Entries supplied ->
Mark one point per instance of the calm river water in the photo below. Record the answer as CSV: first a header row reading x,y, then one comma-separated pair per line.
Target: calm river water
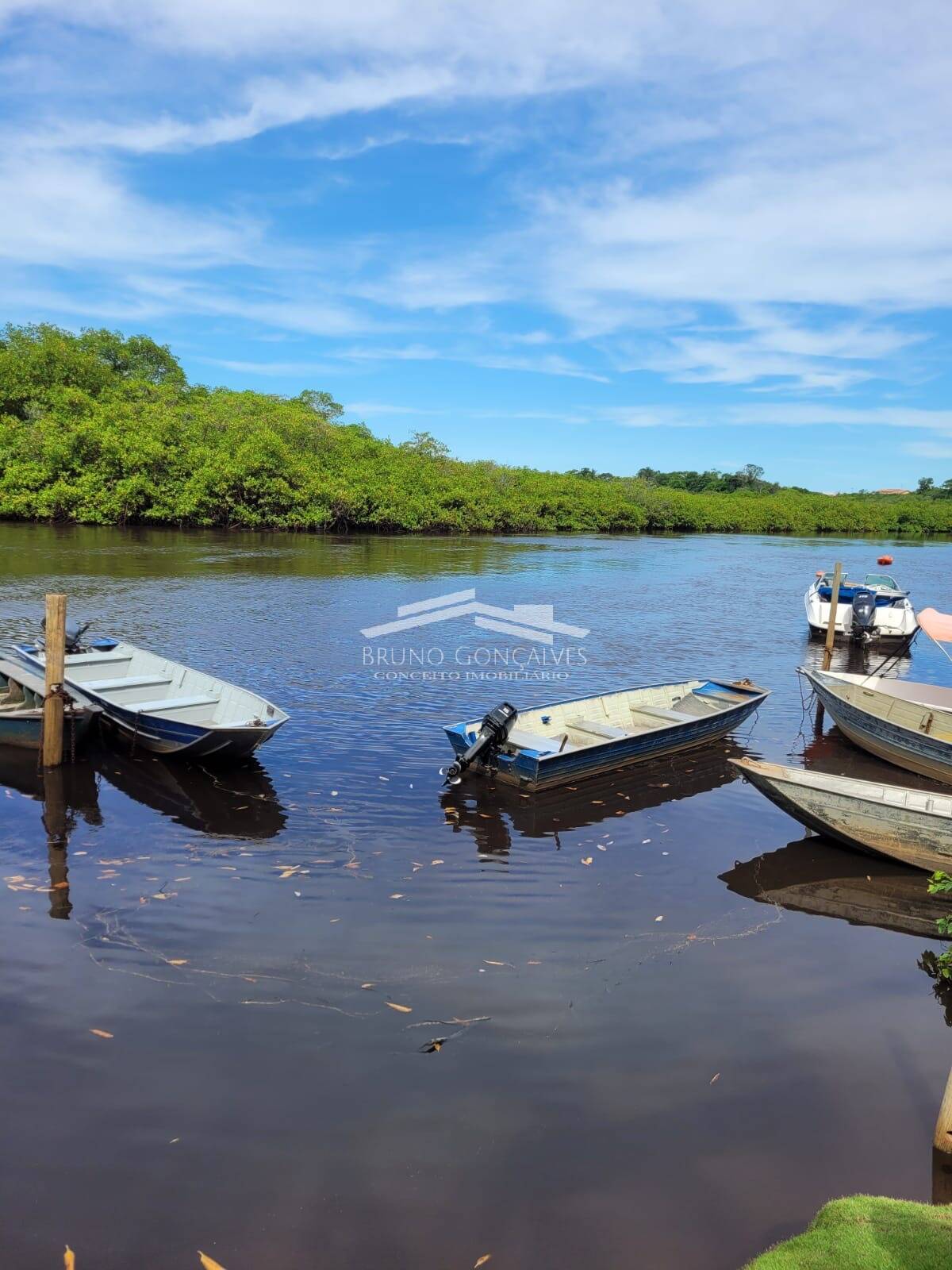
x,y
641,1064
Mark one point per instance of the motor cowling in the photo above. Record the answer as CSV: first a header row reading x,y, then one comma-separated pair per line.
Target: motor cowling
x,y
494,730
863,613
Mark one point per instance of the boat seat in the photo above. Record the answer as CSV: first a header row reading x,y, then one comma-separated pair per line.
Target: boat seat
x,y
171,704
533,741
129,681
668,715
597,729
95,660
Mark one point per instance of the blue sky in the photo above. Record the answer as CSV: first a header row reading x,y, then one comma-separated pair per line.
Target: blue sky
x,y
617,234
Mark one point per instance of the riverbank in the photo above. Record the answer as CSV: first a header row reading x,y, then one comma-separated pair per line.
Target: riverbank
x,y
98,429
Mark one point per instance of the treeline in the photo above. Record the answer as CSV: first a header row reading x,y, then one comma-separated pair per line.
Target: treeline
x,y
105,429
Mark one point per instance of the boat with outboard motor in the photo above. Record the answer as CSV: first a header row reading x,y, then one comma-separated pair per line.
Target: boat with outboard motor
x,y
573,740
875,609
22,695
160,705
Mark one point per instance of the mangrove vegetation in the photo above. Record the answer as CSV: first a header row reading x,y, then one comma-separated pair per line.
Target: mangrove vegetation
x,y
99,429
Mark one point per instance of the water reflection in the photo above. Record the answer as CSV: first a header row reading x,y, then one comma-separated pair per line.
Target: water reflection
x,y
236,803
812,876
495,813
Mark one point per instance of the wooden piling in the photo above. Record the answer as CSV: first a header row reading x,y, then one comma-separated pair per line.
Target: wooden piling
x,y
831,624
942,1149
55,670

Exercise goal -> Write out the records in full and exactly, omitting the pictures they hold.

Response to this exercise ->
Mark one point per instance of the calm river water in the photo below. Record the answer as CSV: first a header row reading x,y, then one comma-separated pair per line.
Target: calm river water
x,y
641,1064
Mark one point per instance of the motor cowling in the photo above. Record the answer as CSV: first a header row reading x,y, then one comma-separated pair per line.
Target: motor cowling
x,y
494,730
863,613
Mark one point per instance of the boat seat in the photo above. Record the answer as CSV: first a header row reading x,y, then one comma-separated pair per line.
Target: boat seat
x,y
171,704
533,741
129,681
668,715
597,729
95,660
Mark one point per instance of the blue sky in the photo above. Record the answer as CSV: first a header row reading x,y, then one comma-separated pair per line.
Target: blue sky
x,y
617,234
Mark one point per instance of the riverbank in the photo above. Record the answer as CSV: first a header row reading x,y, then one comma-separated pair per line.
Target: riverbank
x,y
98,429
Mark one point per instance of the treeline in the photo above. Record the answer as CSV: first a header row reading x,y, then one comma-separated pair per line.
Target: treeline
x,y
105,429
Mark one point per instance of the boat with outboard motor in the photo above. Record the answer as CSV: first a header row reading x,y, then one comma-separated pair per line.
Target: boat with outboard motor
x,y
573,740
875,609
22,695
160,705
Mark one point per instance of the mangrove vegetation in the photo above. Record the answer as CSV: first a header row reading x,y, then one comma-separated pair per line.
Target: mangrove vegetation
x,y
99,429
Mark one point per instance of the water reflection in the photo above. Record the answer as CSV: first a header row reading x,y, then one comma-separated pair per line.
Target: water reflection
x,y
236,803
812,876
495,813
Mark one point per instance of the wooden piling in the photo above. Record the answer as CSV: first a header row reading x,y, then one comma-separated pair per line.
Target: wooden piling
x,y
831,624
942,1149
55,670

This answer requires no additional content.